■ **Written task 1**: From the forum thread on FX options expiry, list every USD/JPY level given for the 14:00 GMT cut.
■ **Written task 2**: According to the forum thread on FX options expiry, which cut are the listed option expiries for?
■ **Written task 3**: Continue the forum thread on FX options expiry from where it stops.

■ **Text to read**:
────────────────────────────────────────

# FX Options expiry - How to benefit from them?



## Neutral (1 August 2011)

How would one determine a position to take based on FX options expiry information?

For example.
_Option expiries for todays 14:00 GMT cut

EUR/USD: 1.4430, 1.4200

USD/JPY: 77.00, 77.20, 78.25, 80.00, 81.00

AUD/USD: 1.1015, 1.0925
_
Would this mean just before 14:00 GMT if the above targets are not met there will be a mass close of positions, hence volatility?

I guess I'm asking, how would a trader benefit from knowing the above FX options expiry data and what strategy could you employ?


----------



## cutz (1 August 2011)

Neutral said:


> EUR/USD: 1.4430, 1.4200
> 
> USD/JPY: 77.00, 77.20, 78.25, 80.00, 81.00
> 
> ...




Hello,

I can't really answer your question because I’m only familiar with equity options but are they strikes you have quoted?


----------



## Neutral (1 August 2011)

cutz said:


> Hello,
> 
> I can't really answer your question because I’m only familiar with equity options but are they strikes you have quoted?




I have no idea as options are not my forte.  I only know what a call and a put is that's the extent of my options knowledge!


----------



## cutz (2 August 2011)

Neutral said:


> I have no idea as options are not my forte.  I only know what a call and a put is that's the extent of my options knowledge!




Hi Neutral,

There's a bit more to oppies than meets the eye,

Suggest reading through many of the options threads that exist in the derivatives section, the principles of forex options and equity options I presume are similar.


----------



## Neutral (2 August 2011)

cutz said:


> Hi Neutral,
> 
> There's a bit more to oppies than meets the eye,
> 
> Suggest reading through many of the options threads that exist in the derivatives section, the principles of forex options and equity options I presume are similar.




Yes I agree. Options to me seem a little convoluted but I just need to get my head around them. Right now I'm concentrating on FX though.

Based on your experience with options, would you know how to use the aforementioned FX options data to your strategic advantage?


----------



## sinner (8 August 2011)

────────────────────────────────────────

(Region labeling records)
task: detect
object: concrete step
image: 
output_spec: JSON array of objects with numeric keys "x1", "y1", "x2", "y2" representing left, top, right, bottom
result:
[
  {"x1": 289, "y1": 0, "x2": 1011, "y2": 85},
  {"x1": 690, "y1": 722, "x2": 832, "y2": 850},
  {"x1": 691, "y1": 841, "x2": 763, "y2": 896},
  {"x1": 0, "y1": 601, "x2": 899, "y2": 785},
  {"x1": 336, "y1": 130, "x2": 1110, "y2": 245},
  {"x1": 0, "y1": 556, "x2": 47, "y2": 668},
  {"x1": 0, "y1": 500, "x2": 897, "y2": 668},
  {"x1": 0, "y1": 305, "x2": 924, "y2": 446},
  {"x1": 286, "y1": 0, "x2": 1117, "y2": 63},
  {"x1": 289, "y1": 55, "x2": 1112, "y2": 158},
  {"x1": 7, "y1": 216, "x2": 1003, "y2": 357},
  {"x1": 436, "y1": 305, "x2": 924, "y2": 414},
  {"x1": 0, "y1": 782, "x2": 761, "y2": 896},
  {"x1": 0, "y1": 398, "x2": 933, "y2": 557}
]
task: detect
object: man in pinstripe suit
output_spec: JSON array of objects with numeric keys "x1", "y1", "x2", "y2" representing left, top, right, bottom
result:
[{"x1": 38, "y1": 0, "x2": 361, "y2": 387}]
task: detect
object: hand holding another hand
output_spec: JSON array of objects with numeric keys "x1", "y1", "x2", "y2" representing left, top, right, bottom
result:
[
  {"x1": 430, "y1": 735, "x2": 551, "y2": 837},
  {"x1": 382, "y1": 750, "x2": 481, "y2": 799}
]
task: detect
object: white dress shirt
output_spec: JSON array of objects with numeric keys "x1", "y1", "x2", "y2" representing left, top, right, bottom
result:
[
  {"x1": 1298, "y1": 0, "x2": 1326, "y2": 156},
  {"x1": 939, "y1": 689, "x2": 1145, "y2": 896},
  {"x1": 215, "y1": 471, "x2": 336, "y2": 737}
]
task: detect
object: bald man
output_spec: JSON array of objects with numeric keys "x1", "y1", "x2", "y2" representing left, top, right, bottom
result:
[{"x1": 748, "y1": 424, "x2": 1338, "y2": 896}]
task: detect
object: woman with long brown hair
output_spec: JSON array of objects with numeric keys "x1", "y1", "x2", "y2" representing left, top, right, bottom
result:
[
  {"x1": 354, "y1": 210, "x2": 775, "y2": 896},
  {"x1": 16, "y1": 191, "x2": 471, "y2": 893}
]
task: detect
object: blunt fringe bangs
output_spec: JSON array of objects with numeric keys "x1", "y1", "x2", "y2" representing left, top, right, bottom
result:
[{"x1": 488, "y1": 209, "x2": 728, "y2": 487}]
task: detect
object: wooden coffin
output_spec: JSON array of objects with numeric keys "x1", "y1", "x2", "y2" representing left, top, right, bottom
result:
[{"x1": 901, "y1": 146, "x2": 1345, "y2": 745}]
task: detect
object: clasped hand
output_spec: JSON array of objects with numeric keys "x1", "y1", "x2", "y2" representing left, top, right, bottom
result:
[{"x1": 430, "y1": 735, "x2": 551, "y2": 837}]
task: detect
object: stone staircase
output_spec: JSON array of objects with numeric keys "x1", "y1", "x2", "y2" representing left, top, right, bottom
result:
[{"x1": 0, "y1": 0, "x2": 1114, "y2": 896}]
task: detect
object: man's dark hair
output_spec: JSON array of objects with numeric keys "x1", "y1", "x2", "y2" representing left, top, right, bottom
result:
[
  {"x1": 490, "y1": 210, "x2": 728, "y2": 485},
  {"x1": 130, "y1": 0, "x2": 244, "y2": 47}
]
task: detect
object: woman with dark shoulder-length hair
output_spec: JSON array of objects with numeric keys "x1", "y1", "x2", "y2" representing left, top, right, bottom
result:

────────────────────────────────────────

■ **Right answer 1**: 77.00, 77.20, 78.25, 80.00, 81.00

■ **Right answer 2**: Today's 14:00 GMT cut.

■ **Right answer 3**:
IMHO:

* It really depends a lot! There is no concrete "meaning" to the forex opex, and benefiting from them may only provide a small edge when quantified over a long time.

* Remember, if I have a successful hedge running (say a put held against a long position) or swing position (e.g. bull spread) I would probably roll it before expiry if I wanted to keep it going, so most of the stuff coming off at expiry is people who successfully sold options to people who bought them (i.e. they are expiring worthless and the profit is on the short option side).

* The general consensus in fx options form my understanding is that the strike price acts like a magnet. That is, the numbers you quoted will tend to be acting as a strong support/resistance in the intraday frame leading up to expiry. This seems to be big players trying to **** over as many option holders as possible. If a Sovereign Wealth Fund is holding a big trade at a close strike, hedge funds or other banks might try to push the level and try to break the other holders bank during illiquid trading - the Fund might then try to defend the same level with more capital, and you end up with an impasse until expiry.


----------



## Neutral (10 August 2011)

sinner said:


> IMHO:
> 
> * It really depends a lot! There is no concrete "meaning" to the forex opex, and benefiting from them may only provide a small edge when quantified over a long time.
> 
> ...




Just to confirm they are strikes.
Thanks for the info sinner. I found it very interesting even if I don't understand it all yet!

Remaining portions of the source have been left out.